Data supplied:
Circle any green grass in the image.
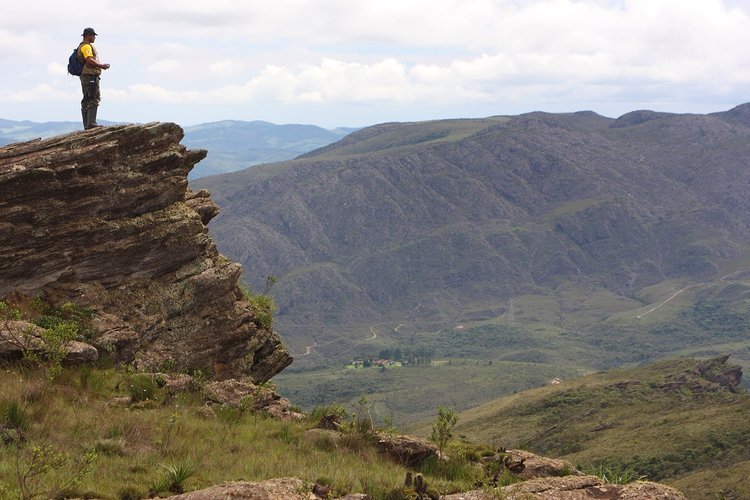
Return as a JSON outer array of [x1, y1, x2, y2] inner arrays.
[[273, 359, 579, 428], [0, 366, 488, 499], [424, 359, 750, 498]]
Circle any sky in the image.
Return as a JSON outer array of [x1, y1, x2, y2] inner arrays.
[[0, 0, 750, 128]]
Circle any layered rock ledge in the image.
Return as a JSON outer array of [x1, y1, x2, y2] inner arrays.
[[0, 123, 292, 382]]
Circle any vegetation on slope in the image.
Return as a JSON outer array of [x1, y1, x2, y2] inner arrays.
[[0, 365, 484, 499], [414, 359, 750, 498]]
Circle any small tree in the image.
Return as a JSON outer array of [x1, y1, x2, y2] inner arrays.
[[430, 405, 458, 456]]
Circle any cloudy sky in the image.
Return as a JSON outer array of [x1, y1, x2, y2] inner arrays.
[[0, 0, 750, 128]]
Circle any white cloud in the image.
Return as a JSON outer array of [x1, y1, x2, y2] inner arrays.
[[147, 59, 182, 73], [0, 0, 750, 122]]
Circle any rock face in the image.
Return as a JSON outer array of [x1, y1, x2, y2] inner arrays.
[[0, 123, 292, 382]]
==
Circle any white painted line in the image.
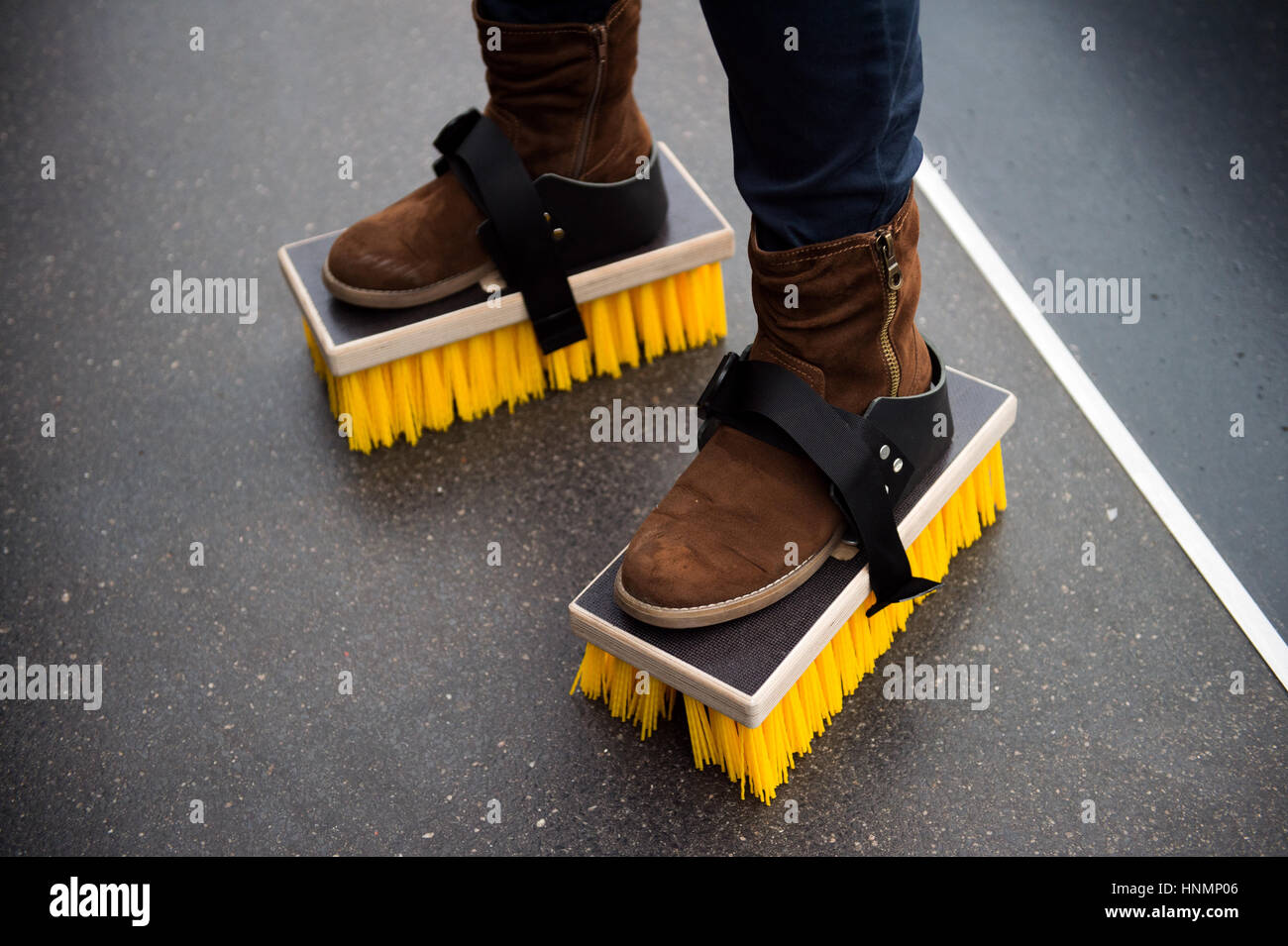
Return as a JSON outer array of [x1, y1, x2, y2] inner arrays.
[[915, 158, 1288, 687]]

Short exercise:
Starting at the line that has "Circle any green grass in the image." and stopping after the line that has "[[430, 405, 458, 456]]", output those records as a two-column CSV with the columns instruction and boxes, one row per record. Put each record's text and its answer in one quoted field each, with line breaks turned into spaces and the pictures left out.

Response for this exercise:
instruction,boxes
"Circle any green grass in the image. Return as a JSON outer array of [x1, y1, x2, y2] inner arrays.","[[273, 359, 579, 428], [0, 366, 488, 499], [424, 359, 750, 498]]"
"Circle any sky in the image. Return as a JSON outer array of [x1, y1, x2, y2] inner arrays.","[[0, 0, 750, 128]]"
"Circle any layered rock ledge in the image. Return as a JSON outer array of [x1, y1, x2, y2] inner arrays.","[[0, 123, 292, 382]]"
"Circle any vegetation on slope in the image. Return as a JSON outer array of [x1, y1, x2, y2] inner arrays.","[[0, 365, 484, 499], [414, 359, 750, 498]]"
"Circle any small tree in the image. Return as a JSON outer array of [x1, y1, x2, y2] inner arrays.","[[430, 405, 458, 456]]"